The finished copy should match every record exactly and contain no pictures.

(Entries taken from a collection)
· · · ·

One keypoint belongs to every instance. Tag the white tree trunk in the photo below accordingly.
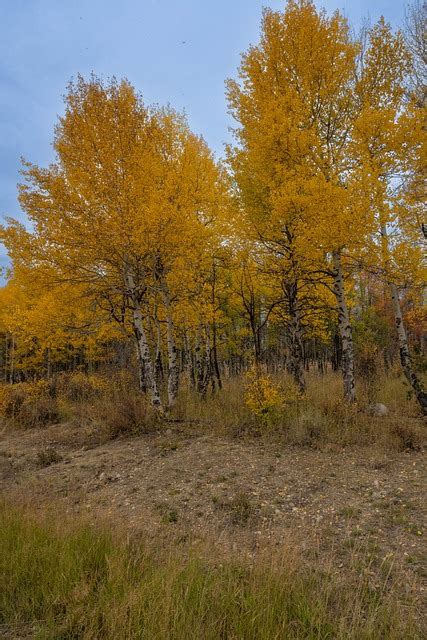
(144, 356)
(173, 369)
(344, 326)
(405, 356)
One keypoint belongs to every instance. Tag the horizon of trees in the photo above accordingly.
(303, 246)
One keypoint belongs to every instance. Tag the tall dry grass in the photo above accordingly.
(73, 581)
(112, 406)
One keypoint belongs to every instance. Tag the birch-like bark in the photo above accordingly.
(344, 327)
(405, 356)
(295, 363)
(295, 350)
(173, 368)
(144, 357)
(198, 362)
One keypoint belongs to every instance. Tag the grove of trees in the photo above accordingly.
(302, 248)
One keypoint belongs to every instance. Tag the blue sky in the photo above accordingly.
(173, 51)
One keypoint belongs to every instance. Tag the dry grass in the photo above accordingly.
(112, 406)
(74, 581)
(321, 418)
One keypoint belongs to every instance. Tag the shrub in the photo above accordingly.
(263, 397)
(29, 404)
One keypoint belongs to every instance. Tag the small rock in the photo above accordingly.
(377, 409)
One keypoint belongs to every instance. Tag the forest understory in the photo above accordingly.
(343, 502)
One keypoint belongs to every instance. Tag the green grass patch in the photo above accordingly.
(75, 581)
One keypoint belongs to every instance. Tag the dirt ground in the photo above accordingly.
(245, 495)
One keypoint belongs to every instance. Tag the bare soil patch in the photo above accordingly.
(246, 496)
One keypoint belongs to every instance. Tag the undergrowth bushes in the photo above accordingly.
(257, 405)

· · · ·

*THE ANSWER*.
One keypoint belongs to every instance. Tag the white tree trunk in the photo below accordingly.
(144, 356)
(173, 369)
(344, 326)
(405, 356)
One keypoint belongs to every instance. Tag the horizon of trees in the photo above accordingly.
(303, 246)
One keypoint belongs to every instance. Tag the tall dry grass in the photo above accordingly.
(73, 581)
(112, 406)
One keypoint belongs to every instance. Tag the birch-like bark in the photo above accordingly.
(344, 327)
(405, 356)
(295, 363)
(295, 350)
(173, 368)
(144, 357)
(198, 362)
One keypoint belongs to every instance. Tag the grove of trees in the photo above accordingly.
(302, 248)
One keypoint belongs to every instance. Tag the blue sky in the photo above accordingly.
(173, 51)
One keypoint belongs to every instance. Tag the dry grass in the photo above accordingly.
(112, 406)
(74, 581)
(321, 418)
One keypoint belongs to every instance. Tag the shrub in the photo above accordingly.
(263, 397)
(29, 404)
One keypoint belongs to every instance. Tag the small rock in the photo above accordingly.
(377, 409)
One keypoint belongs to every instance. Tag the forest understory in the photo above accordingly.
(343, 502)
One keypoint belongs to every instance. Tag the green grass patch in the photo above accordingly.
(75, 581)
One keypoint belongs to every instance. Tag the dirt ground in the photo above accordingly.
(245, 495)
One keypoint belongs to every instance. Tag the bare soil patch in the photo above accordingly.
(246, 496)
One keypoint belongs to every instance. Tag the undergrowth bushes in the photo above accordingly.
(257, 405)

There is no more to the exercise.